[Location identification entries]
==================================================

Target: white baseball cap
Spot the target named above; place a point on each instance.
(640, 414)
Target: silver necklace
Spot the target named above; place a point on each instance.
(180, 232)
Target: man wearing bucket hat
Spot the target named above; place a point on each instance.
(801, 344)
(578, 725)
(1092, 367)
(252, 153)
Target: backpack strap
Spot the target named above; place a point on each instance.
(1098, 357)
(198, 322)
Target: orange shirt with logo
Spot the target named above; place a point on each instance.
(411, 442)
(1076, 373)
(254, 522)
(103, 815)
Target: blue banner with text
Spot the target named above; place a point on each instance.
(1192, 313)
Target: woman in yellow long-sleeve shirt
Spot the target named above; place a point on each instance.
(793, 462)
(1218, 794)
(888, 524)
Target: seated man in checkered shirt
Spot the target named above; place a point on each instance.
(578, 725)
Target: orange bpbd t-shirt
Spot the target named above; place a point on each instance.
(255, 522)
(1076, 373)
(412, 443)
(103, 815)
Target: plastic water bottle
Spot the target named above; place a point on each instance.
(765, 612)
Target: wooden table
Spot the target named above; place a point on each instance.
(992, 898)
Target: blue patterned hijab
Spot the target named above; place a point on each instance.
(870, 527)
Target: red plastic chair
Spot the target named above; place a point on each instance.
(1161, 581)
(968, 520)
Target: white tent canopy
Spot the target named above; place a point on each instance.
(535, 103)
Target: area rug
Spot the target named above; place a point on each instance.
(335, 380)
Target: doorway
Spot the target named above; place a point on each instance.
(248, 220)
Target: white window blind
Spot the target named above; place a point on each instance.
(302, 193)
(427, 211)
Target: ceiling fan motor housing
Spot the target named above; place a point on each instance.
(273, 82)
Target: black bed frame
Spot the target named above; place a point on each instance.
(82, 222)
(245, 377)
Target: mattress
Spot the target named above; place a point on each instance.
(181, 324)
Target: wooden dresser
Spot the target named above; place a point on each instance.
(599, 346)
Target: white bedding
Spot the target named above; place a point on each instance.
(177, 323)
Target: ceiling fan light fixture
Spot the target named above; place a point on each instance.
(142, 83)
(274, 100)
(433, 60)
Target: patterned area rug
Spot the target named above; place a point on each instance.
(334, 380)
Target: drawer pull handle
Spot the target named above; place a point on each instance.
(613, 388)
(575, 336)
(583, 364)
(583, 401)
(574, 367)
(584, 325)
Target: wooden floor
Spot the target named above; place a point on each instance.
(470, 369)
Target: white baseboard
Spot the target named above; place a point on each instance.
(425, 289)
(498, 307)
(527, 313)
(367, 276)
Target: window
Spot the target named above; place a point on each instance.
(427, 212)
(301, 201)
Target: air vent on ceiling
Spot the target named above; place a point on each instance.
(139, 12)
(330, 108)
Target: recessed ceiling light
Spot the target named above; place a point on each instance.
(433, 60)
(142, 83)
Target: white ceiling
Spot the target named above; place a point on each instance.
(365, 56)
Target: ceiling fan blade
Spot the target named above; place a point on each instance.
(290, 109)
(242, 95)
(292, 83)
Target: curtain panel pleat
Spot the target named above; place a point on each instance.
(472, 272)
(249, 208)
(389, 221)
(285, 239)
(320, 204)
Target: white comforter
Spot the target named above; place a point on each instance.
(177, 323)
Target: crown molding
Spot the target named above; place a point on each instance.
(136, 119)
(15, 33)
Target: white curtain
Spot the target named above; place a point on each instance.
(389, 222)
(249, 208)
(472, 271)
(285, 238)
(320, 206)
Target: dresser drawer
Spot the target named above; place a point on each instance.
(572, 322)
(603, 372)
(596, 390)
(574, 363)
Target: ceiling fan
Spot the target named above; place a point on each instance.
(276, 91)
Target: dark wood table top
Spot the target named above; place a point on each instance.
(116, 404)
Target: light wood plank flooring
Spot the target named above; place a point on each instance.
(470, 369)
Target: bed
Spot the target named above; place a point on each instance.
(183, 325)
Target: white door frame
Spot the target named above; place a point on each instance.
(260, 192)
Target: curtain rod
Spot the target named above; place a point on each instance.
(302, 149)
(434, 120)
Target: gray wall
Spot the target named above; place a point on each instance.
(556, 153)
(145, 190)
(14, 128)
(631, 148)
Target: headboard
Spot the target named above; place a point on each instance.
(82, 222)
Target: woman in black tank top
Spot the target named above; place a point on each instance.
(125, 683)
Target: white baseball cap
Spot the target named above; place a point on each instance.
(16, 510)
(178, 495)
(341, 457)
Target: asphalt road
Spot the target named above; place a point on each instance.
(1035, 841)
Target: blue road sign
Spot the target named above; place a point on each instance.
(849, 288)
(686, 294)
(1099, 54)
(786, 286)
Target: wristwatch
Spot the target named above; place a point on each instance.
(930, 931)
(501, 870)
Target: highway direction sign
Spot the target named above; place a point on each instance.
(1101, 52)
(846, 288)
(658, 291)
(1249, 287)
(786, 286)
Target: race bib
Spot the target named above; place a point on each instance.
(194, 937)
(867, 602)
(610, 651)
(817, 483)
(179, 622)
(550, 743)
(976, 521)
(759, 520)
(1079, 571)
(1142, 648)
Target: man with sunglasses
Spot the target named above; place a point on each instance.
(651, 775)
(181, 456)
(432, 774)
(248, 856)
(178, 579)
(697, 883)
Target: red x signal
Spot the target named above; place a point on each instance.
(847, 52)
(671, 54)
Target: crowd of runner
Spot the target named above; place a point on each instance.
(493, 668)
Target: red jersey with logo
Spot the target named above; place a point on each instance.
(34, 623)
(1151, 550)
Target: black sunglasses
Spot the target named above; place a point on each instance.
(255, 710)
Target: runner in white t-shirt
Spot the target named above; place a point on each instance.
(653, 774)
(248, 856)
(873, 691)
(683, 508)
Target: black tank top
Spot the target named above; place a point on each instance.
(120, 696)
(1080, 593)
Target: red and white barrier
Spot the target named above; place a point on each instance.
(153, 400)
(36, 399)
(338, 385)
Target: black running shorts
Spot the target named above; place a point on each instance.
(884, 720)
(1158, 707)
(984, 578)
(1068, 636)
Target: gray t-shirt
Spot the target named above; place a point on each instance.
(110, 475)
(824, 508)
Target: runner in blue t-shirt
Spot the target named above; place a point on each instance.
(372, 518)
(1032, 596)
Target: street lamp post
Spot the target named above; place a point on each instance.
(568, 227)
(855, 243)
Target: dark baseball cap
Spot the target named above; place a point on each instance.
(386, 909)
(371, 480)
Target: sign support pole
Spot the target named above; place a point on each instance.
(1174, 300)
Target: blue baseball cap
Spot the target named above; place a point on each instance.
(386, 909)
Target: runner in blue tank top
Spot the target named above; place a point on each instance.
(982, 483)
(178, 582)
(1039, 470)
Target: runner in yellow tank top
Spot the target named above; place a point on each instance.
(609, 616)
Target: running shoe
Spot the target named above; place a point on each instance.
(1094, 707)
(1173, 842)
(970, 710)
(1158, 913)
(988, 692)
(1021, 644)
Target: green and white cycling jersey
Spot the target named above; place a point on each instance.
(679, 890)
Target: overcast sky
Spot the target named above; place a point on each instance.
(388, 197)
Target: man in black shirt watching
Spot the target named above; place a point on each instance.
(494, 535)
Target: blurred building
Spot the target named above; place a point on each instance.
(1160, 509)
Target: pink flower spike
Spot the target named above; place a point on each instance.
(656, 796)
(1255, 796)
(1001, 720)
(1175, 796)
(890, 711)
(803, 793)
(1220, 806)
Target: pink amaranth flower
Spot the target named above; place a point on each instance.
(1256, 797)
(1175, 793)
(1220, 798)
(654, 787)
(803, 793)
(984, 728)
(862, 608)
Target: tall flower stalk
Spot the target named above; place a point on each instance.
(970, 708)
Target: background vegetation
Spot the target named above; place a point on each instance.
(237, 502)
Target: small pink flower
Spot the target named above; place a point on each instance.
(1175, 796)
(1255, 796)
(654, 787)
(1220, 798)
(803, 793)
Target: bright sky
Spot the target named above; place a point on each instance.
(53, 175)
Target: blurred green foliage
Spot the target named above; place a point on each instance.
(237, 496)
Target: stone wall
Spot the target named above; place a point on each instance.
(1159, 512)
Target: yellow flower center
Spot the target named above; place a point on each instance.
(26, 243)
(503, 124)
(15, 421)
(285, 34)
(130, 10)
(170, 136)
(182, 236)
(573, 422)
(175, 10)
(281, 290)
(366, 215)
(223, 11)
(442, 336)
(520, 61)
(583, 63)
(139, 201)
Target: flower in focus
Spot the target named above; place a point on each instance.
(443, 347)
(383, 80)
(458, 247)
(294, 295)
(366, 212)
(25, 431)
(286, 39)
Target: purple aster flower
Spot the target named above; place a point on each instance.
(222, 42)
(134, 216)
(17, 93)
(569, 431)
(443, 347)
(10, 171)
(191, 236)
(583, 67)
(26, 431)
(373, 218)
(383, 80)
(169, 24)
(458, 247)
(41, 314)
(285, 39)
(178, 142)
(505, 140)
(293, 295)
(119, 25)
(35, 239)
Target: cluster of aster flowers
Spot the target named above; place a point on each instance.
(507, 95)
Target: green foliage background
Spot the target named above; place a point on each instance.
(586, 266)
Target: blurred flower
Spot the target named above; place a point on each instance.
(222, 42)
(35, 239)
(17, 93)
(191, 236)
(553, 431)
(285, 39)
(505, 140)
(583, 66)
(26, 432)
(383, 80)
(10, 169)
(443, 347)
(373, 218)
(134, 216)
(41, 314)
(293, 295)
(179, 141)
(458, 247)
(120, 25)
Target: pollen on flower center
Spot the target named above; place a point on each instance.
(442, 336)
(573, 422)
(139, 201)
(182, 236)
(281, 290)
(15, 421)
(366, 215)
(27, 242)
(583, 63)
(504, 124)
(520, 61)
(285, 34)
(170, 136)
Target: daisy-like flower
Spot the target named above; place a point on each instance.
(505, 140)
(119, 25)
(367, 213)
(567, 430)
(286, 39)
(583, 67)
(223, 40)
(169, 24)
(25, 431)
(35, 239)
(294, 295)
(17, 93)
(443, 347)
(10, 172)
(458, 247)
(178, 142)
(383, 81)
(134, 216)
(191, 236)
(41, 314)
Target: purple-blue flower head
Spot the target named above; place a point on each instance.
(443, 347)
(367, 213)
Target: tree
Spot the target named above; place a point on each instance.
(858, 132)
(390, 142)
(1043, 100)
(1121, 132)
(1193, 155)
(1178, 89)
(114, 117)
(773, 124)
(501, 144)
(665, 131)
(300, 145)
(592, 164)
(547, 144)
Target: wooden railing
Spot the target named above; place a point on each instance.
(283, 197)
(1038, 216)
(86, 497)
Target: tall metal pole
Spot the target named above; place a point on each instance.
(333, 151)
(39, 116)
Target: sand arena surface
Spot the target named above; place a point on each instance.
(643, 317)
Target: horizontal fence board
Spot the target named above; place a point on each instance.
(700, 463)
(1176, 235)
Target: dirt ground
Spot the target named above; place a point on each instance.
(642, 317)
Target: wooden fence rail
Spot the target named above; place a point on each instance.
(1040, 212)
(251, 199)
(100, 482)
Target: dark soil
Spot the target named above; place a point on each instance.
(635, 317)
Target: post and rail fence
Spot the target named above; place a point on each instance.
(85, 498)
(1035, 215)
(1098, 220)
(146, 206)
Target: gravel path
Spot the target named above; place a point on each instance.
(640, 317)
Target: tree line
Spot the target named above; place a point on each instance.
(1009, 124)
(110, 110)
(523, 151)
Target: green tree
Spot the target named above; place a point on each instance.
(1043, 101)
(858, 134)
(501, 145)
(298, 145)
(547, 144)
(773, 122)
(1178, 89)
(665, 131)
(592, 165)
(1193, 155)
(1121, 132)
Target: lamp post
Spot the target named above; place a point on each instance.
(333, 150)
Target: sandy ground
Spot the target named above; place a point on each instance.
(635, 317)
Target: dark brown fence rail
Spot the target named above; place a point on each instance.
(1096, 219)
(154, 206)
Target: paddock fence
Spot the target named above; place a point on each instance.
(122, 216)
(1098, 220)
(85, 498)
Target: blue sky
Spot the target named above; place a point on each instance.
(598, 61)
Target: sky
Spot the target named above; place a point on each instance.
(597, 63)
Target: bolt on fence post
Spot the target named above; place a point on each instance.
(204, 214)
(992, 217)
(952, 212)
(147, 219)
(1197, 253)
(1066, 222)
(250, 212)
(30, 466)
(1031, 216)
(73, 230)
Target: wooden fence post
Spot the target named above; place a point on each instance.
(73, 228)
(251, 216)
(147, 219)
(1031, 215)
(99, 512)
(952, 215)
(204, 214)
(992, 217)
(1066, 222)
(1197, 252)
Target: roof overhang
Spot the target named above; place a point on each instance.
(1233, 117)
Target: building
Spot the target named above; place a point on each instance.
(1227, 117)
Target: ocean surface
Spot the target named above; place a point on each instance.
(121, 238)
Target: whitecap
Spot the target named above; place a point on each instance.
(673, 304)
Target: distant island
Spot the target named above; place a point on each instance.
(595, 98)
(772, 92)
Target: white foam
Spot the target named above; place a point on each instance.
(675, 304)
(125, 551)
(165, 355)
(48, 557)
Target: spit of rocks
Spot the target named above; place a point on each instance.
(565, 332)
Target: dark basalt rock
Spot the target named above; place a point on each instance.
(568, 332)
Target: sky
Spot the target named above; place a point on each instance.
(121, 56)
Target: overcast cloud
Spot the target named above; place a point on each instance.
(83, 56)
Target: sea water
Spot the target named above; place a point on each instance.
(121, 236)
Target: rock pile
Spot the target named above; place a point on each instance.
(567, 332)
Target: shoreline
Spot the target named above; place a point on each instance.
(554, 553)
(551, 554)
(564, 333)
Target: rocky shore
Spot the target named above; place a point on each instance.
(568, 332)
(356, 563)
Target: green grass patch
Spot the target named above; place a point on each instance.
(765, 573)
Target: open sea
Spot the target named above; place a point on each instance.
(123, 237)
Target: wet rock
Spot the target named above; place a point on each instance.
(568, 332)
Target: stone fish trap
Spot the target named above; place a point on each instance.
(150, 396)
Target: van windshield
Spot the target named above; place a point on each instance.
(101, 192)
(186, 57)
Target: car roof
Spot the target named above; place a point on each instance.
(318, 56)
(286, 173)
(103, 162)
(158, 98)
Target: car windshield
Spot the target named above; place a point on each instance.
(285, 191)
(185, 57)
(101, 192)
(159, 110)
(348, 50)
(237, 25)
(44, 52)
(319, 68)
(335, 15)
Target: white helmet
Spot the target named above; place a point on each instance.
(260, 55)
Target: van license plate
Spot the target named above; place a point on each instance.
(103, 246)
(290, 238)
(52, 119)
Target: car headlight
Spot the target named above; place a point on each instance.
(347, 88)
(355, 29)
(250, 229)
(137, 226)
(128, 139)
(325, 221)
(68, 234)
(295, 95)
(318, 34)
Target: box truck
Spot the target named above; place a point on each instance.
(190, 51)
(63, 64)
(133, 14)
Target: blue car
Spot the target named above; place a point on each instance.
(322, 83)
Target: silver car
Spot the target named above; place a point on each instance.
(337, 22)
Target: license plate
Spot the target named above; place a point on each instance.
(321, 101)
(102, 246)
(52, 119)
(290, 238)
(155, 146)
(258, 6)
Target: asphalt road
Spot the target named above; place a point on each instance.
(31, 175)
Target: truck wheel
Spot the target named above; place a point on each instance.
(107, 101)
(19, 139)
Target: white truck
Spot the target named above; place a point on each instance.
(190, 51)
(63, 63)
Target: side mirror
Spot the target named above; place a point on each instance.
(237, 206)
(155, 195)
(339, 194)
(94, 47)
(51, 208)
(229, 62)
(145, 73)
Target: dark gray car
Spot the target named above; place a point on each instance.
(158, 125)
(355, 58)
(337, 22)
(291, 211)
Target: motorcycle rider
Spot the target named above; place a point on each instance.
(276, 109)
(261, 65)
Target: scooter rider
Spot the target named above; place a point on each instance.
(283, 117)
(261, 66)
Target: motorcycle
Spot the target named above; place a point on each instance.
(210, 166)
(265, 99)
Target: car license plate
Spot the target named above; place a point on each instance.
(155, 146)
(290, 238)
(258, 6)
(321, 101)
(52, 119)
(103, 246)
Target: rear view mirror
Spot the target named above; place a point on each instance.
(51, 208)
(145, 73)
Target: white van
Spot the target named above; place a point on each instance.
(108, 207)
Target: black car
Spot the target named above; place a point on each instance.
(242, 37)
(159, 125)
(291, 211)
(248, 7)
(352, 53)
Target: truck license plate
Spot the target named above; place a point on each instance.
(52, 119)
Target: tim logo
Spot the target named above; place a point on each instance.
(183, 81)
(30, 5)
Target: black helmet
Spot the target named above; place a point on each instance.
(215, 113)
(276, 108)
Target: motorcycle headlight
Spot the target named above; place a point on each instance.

==================================================

* _Task directions_
Copy out, word for word, the lines of the records from the one holding "Target: truck license plate" through the last line of the records, both ends included.

* _Complete output_
Target: truck license plate
Spot the target named above; place a point on each instance.
(52, 119)
Target: tim logo
Spot the target named above; place a point on each instance.
(183, 81)
(30, 5)
Target: black helmet
Spot the target named above; place a point on each instance.
(215, 113)
(276, 108)
Target: motorcycle headlight
Spot the target named above; place a point on each instance.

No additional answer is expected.